**Aim of the task**
Please pick out every line in the entries below that contains the word "green", and copy each one.

┌─ Input for this task

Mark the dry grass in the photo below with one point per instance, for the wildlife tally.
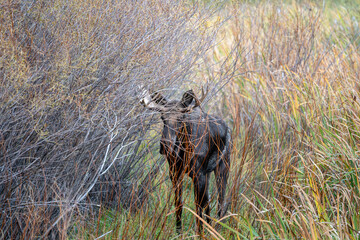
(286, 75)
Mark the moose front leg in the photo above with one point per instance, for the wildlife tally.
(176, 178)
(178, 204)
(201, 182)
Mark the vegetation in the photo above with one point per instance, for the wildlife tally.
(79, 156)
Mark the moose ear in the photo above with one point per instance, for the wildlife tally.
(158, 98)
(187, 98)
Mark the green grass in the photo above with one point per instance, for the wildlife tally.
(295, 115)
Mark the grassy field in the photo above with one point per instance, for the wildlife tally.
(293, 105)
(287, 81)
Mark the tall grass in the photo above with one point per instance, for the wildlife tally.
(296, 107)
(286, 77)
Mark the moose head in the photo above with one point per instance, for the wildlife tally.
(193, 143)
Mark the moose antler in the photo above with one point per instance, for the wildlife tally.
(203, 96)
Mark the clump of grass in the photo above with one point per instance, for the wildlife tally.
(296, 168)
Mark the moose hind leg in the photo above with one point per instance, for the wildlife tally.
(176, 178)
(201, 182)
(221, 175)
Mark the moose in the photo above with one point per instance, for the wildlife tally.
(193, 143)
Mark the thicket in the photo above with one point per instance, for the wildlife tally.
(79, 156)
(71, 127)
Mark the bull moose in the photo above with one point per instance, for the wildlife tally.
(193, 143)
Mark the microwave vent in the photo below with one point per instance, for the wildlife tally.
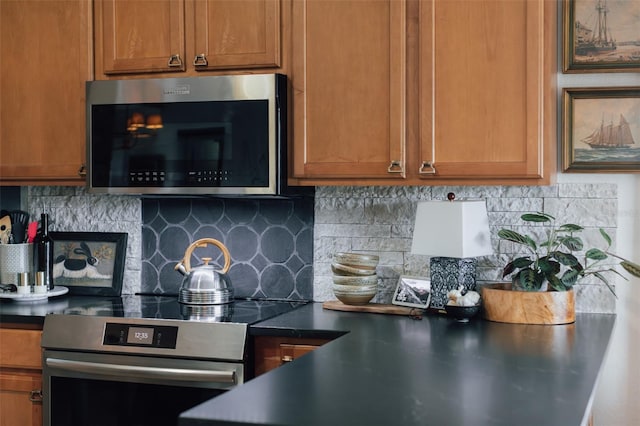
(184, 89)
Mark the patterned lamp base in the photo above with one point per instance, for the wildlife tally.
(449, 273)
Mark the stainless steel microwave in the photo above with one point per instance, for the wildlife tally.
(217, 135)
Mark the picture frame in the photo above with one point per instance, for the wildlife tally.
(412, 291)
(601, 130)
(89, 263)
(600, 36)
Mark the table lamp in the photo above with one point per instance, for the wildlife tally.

└─
┌─ Input for this task

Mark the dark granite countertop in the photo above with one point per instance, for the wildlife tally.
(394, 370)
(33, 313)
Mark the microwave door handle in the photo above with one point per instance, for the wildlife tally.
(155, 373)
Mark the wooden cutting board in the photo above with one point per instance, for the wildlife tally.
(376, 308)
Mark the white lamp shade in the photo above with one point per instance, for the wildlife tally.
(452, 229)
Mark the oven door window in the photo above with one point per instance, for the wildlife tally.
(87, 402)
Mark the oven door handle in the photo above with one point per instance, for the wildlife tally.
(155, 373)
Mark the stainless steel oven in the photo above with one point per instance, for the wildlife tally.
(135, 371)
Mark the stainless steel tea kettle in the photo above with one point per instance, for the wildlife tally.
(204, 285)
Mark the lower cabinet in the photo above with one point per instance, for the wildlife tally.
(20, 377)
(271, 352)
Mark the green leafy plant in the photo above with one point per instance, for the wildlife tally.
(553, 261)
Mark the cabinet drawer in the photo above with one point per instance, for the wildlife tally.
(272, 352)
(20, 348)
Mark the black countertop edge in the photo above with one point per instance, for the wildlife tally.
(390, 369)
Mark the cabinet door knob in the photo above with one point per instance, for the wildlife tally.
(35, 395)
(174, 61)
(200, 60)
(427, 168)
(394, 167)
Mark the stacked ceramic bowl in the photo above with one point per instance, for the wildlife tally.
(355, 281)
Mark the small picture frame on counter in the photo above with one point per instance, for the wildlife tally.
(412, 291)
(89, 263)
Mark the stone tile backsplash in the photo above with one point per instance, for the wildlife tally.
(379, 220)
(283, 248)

└─

**Reply to the task**
Mark the green grass in the photo above with one point per instance, for the wildlife tally.
Mark the green leafy plant in the photo above with one point per instance, for the wildlife tally.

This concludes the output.